EXERCISE TASK 1: Can you switch "caterpillar" to "larva" everywhere in the rows, from the first row up to and including the line with "[[104, 159]]", and give those lines back with nothing else altered?

# The Big Beast of the East



## Dcp584 (Sep 10, 2007)

Alright I wanna know what people think about the almighty Killington, it's pertty much the bigest thing on the east coast of the US. I've been 4 or 5 times and its alright. Its got its ups and its got its down just like basically anywhere. I think it gets a little croweded though and trying to get from peak to peak tend to be a bit of a hassle just because there is so much going on with 200 some odd trails reading the trail map is like looking into a bowl of spagetti. But enough of what I think let me know what you opinions are


----------



## Dcp584 (Sep 10, 2007)

Killington is the largest resort though isn't it.


----------



## T.J. (Aug 28, 2007)

i like killington. its huge with every kind of terrain imagineable. a lot of people complain that its crowded but i have stood in longer lines at liberty. the longest lines are for the ganjalas and they arent really all that bad IMO.

i do agree that getting from peak to peak can be a bit much but at least your riding and dont have to walk it or something.

overall, i've never had anything but good experiences there.


----------



## Dcp584 (Sep 10, 2007)

Last year me and two friends went up for a weekend in Vermont, We stayed in Burlington with my buddy and we hit up Bolton Valley, Killington, and Jay Peak
Killington was the worst out of the three days we rode it was super foggy they were blowing snow all over the place it was a "meh" kind of day. But the best day was at Jay which is good news if your goin to the east coast meet.


----------



## Guest (Oct 2, 2007)

Not a huge Killington fan. It's a pain in the balls to get around up there. Someone else also said it - it's more of a skiers mt. What about Sugar Bush? I have not been there in yrs but from what I recall I had a great time.


----------



## Dcp584 (Sep 10, 2007)

I have never been to Sugarbush but I hear good thing about it most of the time.


----------



## lisevolution (Sep 20, 2007)

I'm anti killington myself unless you can some how get up there for a weekday it just gets too crowded and full of hammer heads who just get in your way. Stowe and Jay are the spots to go to in VT, Okemo is like 10 minutes from Killington and it also gets busy but it's a family mountain so the harder stuff is wide open and they have a nice gladed diamond run on the south face that is barely ever ridden. Sugarbush was just redone I think like 2yrs ago... they have a beautiful new lodge. I was there for a day last season and the only problem is they don't really make any snow so if there isn't anything natural half the mountain isn't open. I saw a lot of potential in it but the second peak was closed and I'd say it was maybe 40% open when I was there so I can't really judge it. It's also more of a skier mountain with some serious flat spots and definitely not good for a beginner since even the bunny run has a long flat spot to get back to the main lift.

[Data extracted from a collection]
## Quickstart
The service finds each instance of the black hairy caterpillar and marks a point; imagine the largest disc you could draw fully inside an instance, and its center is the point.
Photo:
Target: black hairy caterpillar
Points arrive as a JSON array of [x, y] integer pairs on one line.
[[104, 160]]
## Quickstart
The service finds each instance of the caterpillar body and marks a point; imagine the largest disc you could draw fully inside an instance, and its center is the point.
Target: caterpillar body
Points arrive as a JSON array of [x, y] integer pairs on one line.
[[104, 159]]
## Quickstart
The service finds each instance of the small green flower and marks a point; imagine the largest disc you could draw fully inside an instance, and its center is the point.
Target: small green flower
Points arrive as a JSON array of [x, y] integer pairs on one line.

EXERCISE TASK 2: Copy from "## T.J. (Aug" up to and including "it or something." in the Killington thread, word for word.

COMPLETE OUTPUT 1:
## Quickstart
The service finds each instance of the black hairy larva and marks a point; imagine the largest disc you could draw fully inside an instance, and its center is the point.
Photo:
Target: black hairy larva
Points arrive as a JSON array of [x, y] integer pairs on one line.
[[104, 160]]
## Quickstart
The service finds each instance of the larva body and marks a point; imagine the largest disc you could draw fully inside an instance, and its center is the point.
Target: larva body
Points arrive as a JSON array of [x, y] integer pairs on one line.
[[104, 159]]

COMPLETE OUTPUT 2:
## T.J. (Aug 28, 2007)

i like killington. its huge with every kind of terrain imagineable. a lot of people complain that its crowded but i have stood in longer lines at liberty. the longest lines are for the ganjalas and they arent really all that bad IMO.

i do agree that getting from peak to peak can be a bit much but at least your riding and dont have to walk it or something.